WHAT IS EXPECTED: Output the lines starting at the one containing "of the brick" and ending at the one containing "x=148 y=297" as a JSON list of strings, one string per line, leaving out blank lines.

SUPPLIED DATA:
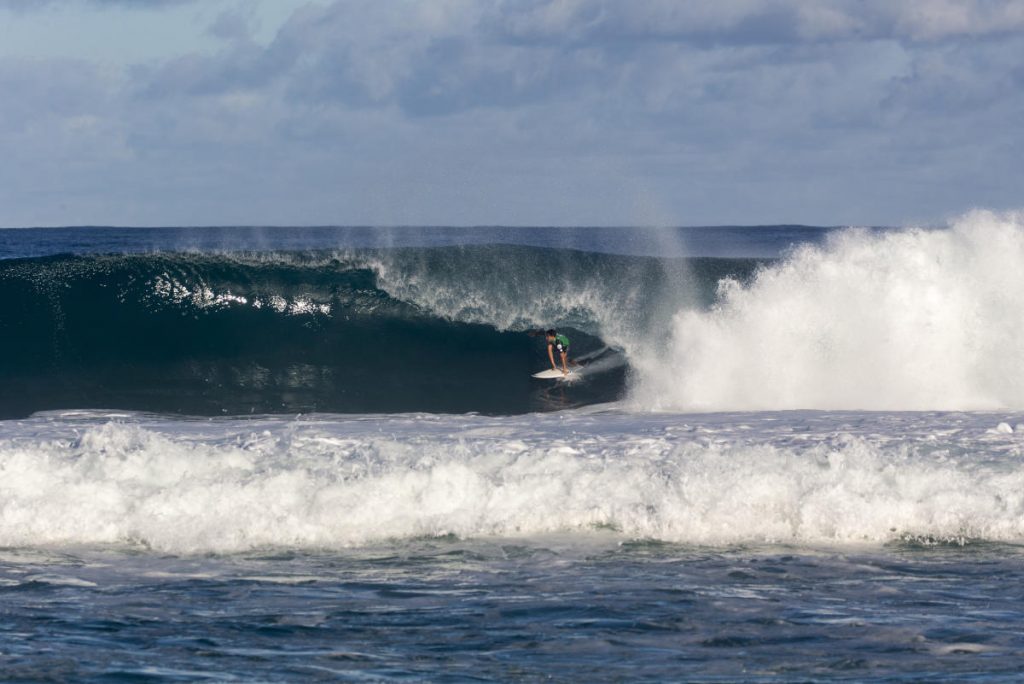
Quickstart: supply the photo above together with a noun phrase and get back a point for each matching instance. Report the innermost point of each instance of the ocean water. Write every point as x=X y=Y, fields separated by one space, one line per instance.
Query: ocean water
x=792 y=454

==

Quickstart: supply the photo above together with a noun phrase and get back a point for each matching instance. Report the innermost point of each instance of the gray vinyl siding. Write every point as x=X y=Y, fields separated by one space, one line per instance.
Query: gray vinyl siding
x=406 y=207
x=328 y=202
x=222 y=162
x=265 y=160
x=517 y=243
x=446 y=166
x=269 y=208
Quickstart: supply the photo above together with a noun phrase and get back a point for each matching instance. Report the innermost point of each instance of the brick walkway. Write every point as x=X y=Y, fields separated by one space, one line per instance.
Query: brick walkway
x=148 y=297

SOLUTION TO THIS PROBLEM:
[
  "Quickstart: supply the photo above together with a noun phrase and get back a point for each matching instance. Report the innermost point of each instance of the brick walkway. Write every point as x=X y=Y, fields separated by one space, one line per instance.",
  "Query: brick walkway",
  "x=148 y=297"
]